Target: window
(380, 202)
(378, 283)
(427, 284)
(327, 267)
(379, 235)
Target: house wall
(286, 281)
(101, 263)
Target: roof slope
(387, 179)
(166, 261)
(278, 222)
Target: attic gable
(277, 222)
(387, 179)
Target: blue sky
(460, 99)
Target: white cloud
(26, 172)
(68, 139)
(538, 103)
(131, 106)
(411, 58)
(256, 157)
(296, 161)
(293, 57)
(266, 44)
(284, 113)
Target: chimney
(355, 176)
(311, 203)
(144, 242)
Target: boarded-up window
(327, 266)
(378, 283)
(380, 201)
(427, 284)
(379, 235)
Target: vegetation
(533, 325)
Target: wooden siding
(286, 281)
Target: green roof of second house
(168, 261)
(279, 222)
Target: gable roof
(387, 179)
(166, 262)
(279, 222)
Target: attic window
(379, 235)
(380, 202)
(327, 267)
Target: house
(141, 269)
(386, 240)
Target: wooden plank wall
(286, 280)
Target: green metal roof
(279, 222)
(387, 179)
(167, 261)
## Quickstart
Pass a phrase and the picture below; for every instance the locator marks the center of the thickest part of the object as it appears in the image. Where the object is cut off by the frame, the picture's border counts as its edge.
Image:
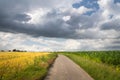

EXERCISE GOAL:
Copy nothing outside the span: please output the lines from the one with "Target: blue sky" through the end of the entries above, and skip the pictures.

FINAL ANSWER:
Target: blue sky
(460, 99)
Target: white cloud
(26, 172)
(68, 139)
(538, 103)
(131, 106)
(411, 58)
(256, 157)
(296, 161)
(293, 57)
(266, 44)
(284, 113)
Target: chimney
(355, 176)
(311, 203)
(144, 242)
Target: boarded-up window
(327, 266)
(378, 283)
(380, 201)
(427, 284)
(379, 235)
Target: vegetation
(533, 325)
Target: wooden siding
(286, 281)
Target: green roof of second house
(168, 261)
(279, 222)
Target: gable roof
(387, 179)
(166, 262)
(279, 222)
Target: attic window
(379, 235)
(380, 202)
(327, 267)
Target: house
(141, 269)
(386, 240)
Target: wooden plank wall
(286, 280)
Target: green metal roof
(279, 222)
(387, 179)
(167, 261)
## Quickstart
Pass a phrase and the picture below; for every instance the locator marks the center of the thickest part of the object as it appears in the image. Where the object is cut off by the frame, the picture's border counts as its edge.
Image:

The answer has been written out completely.